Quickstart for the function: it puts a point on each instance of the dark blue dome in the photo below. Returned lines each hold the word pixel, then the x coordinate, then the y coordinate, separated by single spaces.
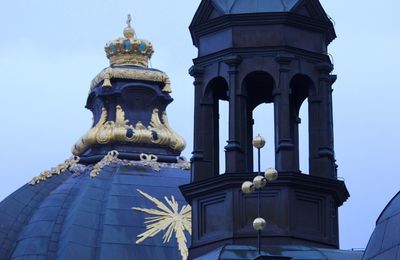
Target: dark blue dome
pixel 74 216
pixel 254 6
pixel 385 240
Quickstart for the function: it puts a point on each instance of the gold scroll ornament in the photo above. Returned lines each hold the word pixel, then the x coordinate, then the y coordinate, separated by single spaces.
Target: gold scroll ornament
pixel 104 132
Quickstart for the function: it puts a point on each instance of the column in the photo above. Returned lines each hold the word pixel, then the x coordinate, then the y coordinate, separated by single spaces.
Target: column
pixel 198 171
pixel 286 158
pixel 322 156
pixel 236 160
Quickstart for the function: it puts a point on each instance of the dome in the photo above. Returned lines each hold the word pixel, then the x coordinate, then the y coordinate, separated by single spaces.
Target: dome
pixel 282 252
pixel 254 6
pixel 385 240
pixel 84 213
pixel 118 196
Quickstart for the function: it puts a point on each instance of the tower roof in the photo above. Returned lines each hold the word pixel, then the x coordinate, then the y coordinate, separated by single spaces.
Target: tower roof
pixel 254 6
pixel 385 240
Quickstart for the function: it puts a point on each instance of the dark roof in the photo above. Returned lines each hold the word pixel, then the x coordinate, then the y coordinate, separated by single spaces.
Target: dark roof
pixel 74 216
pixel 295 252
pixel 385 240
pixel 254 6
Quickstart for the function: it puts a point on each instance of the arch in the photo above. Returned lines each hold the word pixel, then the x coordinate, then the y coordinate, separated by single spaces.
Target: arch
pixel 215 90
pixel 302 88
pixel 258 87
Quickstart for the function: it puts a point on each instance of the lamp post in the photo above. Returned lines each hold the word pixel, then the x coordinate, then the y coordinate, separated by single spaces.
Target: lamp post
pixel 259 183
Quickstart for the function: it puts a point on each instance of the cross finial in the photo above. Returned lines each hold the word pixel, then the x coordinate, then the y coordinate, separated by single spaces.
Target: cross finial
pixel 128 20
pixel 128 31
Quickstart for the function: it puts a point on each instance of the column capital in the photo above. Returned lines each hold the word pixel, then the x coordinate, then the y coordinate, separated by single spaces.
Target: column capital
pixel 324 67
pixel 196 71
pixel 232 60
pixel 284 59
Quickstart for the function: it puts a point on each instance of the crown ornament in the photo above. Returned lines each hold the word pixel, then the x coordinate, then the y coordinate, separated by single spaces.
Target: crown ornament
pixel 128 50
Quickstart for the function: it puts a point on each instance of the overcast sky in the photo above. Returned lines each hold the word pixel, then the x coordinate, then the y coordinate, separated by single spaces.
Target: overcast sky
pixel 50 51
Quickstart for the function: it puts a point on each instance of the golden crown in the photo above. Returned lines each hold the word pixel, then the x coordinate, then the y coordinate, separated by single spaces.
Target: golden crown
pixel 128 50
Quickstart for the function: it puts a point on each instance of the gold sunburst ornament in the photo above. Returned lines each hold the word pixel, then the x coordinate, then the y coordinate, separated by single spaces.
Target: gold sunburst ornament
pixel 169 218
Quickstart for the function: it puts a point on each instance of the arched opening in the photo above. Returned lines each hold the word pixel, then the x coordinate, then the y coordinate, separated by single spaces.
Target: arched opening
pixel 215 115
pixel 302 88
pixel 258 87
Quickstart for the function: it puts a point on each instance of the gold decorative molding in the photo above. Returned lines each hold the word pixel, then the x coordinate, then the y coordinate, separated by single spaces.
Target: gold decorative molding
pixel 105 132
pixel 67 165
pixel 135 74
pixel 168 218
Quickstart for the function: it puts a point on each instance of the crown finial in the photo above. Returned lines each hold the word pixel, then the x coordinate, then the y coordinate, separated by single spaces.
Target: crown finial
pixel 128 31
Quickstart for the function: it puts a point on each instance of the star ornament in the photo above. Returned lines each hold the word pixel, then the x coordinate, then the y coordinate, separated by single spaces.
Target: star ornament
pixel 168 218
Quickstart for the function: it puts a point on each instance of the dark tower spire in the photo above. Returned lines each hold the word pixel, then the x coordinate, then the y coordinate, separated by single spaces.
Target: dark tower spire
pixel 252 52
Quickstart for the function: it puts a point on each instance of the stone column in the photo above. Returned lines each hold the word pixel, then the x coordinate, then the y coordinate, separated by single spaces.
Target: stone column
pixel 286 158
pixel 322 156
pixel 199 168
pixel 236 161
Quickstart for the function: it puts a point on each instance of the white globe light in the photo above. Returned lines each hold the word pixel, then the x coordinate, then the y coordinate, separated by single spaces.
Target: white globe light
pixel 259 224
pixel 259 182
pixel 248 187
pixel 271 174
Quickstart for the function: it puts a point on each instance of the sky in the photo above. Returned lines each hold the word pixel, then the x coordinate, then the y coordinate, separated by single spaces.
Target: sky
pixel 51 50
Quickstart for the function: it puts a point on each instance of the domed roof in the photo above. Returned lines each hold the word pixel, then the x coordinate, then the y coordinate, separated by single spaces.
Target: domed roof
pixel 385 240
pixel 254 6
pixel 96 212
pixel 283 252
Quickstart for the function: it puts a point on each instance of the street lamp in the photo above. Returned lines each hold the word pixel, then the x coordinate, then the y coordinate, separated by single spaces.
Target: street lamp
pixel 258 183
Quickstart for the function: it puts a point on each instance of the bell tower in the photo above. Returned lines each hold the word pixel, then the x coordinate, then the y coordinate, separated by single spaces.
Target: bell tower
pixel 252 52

+---+

### Exercise description
Precisely the lines between those holding "of the golden" and "of the star", inclusive, are to be reproduced from the listing above, with nothing added.

### Your response
Quickstart for the function: it puts a point on each instance of the golden crown in the photo above. Returned lines each hold the word pixel, then the x coordinate, then the y coordinate, separated by single spaces.
Target: golden crown
pixel 128 50
Quickstart for the function: it puts a point on each instance of the gold sunburst ornament in the photo above. Returned lines each hold the word pixel, then the x coordinate, then the y coordinate, separated by single spaces.
Target: gold sunburst ornament
pixel 169 218
Quickstart for the function: it puts a point on each instance of the arched opening in the photo above. Returned lines each hold the word pixel, then the x coordinate, then the y coordinate, separated by single spaces.
Target: arched opening
pixel 215 115
pixel 302 88
pixel 258 87
Quickstart for the function: it puts a point on each instance of the gold decorative molding in the photo above. Returned lines each hold the word pixel, then the x coordinate, then the y coordinate, separated by single spaces.
Target: gold decorative molding
pixel 105 132
pixel 67 165
pixel 135 74
pixel 168 218
Quickstart for the function: it puts a point on each instance of the crown finial in the photo above. Returned lines each hold the word pixel, then the x coordinate, then the y coordinate, separated by single spaces.
Target: crown finial
pixel 128 31
Quickstart for the function: it puts a point on each instance of the star ornament in the photo above. Returned lines each hold the word pixel, then the x coordinate, then the y coordinate, separated by single spaces.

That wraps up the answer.